▶ _WHAT IS REQUIRED_
Please update the records starting with the line that contains "Pin the paved" and going on through the end of the records, changing "agriculture field log" to "farm survey log" and keeping everything else the same. Return only those lines.

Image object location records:

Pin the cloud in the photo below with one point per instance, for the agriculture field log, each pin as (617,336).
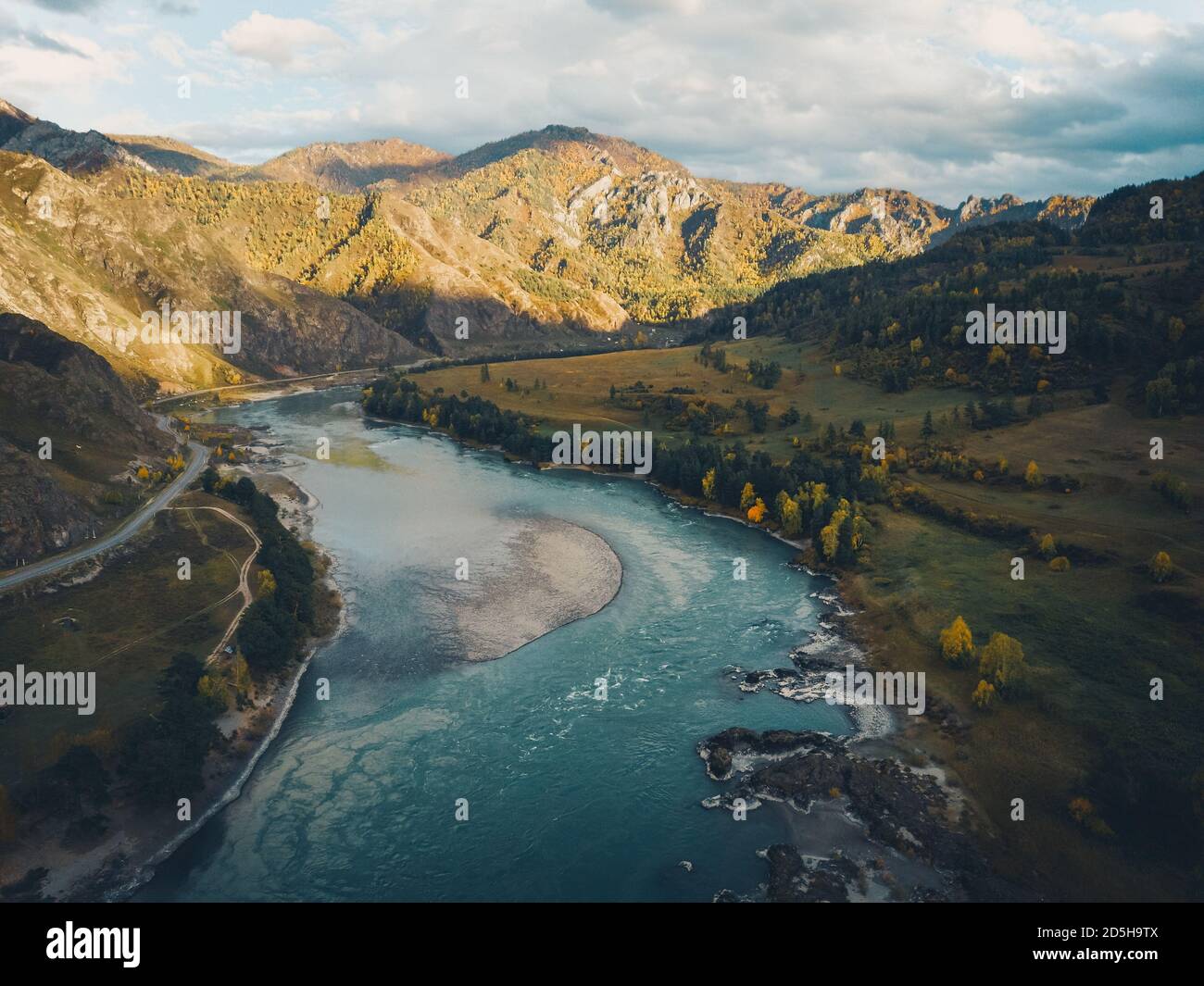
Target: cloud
(282,43)
(838,95)
(69,6)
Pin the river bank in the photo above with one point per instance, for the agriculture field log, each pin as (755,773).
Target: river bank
(884,758)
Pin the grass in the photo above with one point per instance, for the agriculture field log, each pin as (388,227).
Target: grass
(578,389)
(1094,637)
(128,626)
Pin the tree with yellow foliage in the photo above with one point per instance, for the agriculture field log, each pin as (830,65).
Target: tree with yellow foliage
(1002,661)
(984,694)
(1160,568)
(791,517)
(266,583)
(747,496)
(956,642)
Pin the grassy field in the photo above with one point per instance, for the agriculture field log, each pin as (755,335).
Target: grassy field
(125,626)
(578,389)
(1094,636)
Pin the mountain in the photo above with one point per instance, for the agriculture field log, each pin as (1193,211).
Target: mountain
(348,253)
(68,149)
(348,167)
(910,224)
(87,257)
(180,157)
(1127,285)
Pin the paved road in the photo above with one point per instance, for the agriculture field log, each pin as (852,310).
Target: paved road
(131,526)
(248,597)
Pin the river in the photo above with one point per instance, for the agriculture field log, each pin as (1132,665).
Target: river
(569,796)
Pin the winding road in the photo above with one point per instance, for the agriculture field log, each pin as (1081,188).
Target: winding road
(131,526)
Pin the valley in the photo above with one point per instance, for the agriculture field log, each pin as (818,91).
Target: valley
(802,364)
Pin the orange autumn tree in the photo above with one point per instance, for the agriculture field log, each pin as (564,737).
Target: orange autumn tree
(747,496)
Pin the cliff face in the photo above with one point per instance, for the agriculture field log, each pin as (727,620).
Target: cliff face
(56,389)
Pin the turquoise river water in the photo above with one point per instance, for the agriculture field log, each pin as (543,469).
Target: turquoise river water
(570,797)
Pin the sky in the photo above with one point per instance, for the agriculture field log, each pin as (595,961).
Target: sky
(823,94)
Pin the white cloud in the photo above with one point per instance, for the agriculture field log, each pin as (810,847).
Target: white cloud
(839,94)
(282,43)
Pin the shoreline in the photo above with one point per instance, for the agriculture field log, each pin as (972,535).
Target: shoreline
(127,857)
(283,693)
(841,620)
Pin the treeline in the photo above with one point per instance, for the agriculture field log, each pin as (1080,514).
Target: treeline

▶ _SOLUTION FOR THIS EXERCISE_
Pin the paved road in the photo above with one point per instance, for the farm survey log, each pin as (852,310).
Target: paved road
(131,526)
(248,597)
Pin the river in the photo above with one point per instance, for the farm survey log, each pin as (1132,665).
Target: river
(569,796)
Pin the winding road in the photo above with one point per instance, for the farm survey log, each pin as (1081,188).
Target: winding road
(131,526)
Pin the valley in the photo above with one point per instance, for the farm survey log, each pin as (818,91).
Target: valley
(802,364)
Pin the orange autumn tree in the photo above with one point per instance, for the farm survey log, each pin as (564,737).
Target: orange autumn tree
(747,496)
Pin the cliff face in the photo above with one point per instance, for the farm survey log, each pin as (727,620).
Target: cliff face
(56,389)
Pin the turquoise river water in the photo above with one point per instance, for the farm survey log, each pin as (543,469).
Target: turquoise river water
(570,797)
Pin the sky in the photo above with one point per instance, for the farm survey log, each pin as (595,961).
Target: sky
(823,94)
Pin the white cloud in the photo above with one point per instance, for the farm survey log, each pin as (810,847).
Target: white cloud
(839,94)
(282,43)
Pin the shoreline in the photo above with one point per instance, for the farm survey log, each pin as (972,535).
Target: shoreline
(127,857)
(283,693)
(841,620)
Pin the treeline in the photo above with one point per instance, for the farm survey log, each pin as (1080,514).
Target: treeline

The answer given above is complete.